▸ **WRITTEN REQUEST**:
Copy exactly the lines from the one containing "Objective — one dot per instance of the window" through the last line of the records, both included, and nothing more.

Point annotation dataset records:
===============
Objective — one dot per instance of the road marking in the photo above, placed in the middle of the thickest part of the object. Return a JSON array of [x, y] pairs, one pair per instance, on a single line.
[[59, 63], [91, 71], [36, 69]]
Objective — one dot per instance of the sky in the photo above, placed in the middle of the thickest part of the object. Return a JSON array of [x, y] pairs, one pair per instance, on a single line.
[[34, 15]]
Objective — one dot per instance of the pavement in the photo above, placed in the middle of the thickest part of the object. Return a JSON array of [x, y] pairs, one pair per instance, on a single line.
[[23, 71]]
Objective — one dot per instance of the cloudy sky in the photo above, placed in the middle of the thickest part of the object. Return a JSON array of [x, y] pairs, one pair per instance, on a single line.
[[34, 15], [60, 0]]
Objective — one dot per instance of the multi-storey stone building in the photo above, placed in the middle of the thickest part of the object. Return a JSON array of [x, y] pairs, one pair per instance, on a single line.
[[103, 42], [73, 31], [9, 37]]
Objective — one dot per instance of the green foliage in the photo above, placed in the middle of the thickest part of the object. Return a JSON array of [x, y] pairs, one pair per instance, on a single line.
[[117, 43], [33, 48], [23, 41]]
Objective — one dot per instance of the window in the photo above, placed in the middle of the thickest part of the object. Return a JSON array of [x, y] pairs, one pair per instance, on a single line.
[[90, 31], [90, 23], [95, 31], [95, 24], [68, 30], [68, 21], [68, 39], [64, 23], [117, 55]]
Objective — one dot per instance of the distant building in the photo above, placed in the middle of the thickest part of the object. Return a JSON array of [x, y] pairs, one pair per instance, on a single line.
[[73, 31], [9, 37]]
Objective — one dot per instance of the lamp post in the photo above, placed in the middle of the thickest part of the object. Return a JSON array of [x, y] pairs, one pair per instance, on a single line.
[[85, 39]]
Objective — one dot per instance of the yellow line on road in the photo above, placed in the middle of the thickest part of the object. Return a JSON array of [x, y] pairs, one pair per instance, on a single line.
===============
▸ **ANSWER TO THIS TASK**:
Objective — one dot per instance of the window in the photo above, placed in the middle of the thickest part of the object. Return a JSON array of [x, y] pairs, one pair per instance, on a single line.
[[90, 31], [90, 23], [95, 31], [95, 24], [68, 30], [68, 21], [68, 39], [64, 23], [117, 55]]
Objective — one dot per instance of the distant building in the photo above, placed in the middle of the thickest part of the object. Return a JSON array of [x, y] pairs, one pair per instance, on a single line.
[[73, 31], [9, 37]]
Objective — one dot per instance of the lamp post in the photo above, placed in the middle of the thickest part of the object. Return a JSON array of [x, y] pairs, one pair per instance, on a single line.
[[85, 39]]
Objective — one dot per instance of the yellow line on road in the photo above, placed in the middle of the thickest part of the object. Return a JSON array of [x, y] pairs, one pair per instance, on a single line.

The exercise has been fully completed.